_What the task asks_
Identify all lines of the data containing the string "painting" and copy them.

******

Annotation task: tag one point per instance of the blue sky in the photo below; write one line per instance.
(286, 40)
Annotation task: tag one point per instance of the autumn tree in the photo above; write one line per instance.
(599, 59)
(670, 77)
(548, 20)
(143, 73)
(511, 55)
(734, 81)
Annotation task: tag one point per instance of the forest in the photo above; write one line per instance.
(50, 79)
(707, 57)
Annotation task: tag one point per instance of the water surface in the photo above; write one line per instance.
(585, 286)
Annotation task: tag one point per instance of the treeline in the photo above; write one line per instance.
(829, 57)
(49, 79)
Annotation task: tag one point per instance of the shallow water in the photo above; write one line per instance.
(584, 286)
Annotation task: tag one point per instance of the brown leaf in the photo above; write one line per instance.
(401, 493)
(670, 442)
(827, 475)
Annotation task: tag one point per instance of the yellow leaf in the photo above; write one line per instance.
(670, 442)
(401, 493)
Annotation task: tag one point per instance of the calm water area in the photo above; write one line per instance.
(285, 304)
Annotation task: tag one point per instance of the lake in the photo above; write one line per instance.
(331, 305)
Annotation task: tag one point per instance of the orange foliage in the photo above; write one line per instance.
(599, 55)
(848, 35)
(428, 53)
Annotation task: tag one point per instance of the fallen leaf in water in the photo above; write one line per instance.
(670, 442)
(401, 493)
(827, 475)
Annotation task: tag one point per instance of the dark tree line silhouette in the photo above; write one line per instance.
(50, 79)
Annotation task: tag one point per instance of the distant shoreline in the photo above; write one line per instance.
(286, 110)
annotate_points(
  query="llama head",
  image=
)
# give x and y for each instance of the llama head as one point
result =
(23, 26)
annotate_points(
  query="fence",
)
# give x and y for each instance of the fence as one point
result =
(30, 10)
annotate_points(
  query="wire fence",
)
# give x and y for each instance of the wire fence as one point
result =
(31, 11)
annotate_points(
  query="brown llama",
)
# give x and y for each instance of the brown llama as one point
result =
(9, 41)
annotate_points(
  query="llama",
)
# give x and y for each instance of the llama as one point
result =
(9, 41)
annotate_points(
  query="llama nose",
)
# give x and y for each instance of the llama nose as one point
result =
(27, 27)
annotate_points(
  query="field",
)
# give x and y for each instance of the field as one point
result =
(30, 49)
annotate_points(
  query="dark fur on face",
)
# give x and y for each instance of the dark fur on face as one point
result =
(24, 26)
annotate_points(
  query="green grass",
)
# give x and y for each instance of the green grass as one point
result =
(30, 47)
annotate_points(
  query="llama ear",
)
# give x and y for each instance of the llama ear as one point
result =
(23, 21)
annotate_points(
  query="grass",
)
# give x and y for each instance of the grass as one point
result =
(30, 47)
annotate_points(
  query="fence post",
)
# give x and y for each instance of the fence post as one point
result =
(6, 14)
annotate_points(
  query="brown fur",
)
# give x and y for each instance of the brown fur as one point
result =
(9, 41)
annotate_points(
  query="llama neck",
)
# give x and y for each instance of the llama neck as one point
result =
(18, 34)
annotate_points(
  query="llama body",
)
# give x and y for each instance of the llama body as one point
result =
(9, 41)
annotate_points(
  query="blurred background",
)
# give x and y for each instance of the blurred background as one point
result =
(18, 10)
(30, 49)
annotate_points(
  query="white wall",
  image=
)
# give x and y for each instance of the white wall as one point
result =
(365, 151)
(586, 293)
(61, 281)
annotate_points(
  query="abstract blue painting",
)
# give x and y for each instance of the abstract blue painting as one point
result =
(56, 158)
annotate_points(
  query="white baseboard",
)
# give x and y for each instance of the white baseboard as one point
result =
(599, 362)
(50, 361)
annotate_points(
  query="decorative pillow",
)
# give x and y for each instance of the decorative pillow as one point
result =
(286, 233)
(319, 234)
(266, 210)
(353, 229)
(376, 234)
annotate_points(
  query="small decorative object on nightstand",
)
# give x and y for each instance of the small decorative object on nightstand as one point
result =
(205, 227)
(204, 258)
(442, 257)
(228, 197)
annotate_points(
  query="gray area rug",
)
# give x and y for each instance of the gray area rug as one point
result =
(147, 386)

******

_Response area_
  query="abstract blue painting",
# give x and y for each instance of the abstract blue painting as one point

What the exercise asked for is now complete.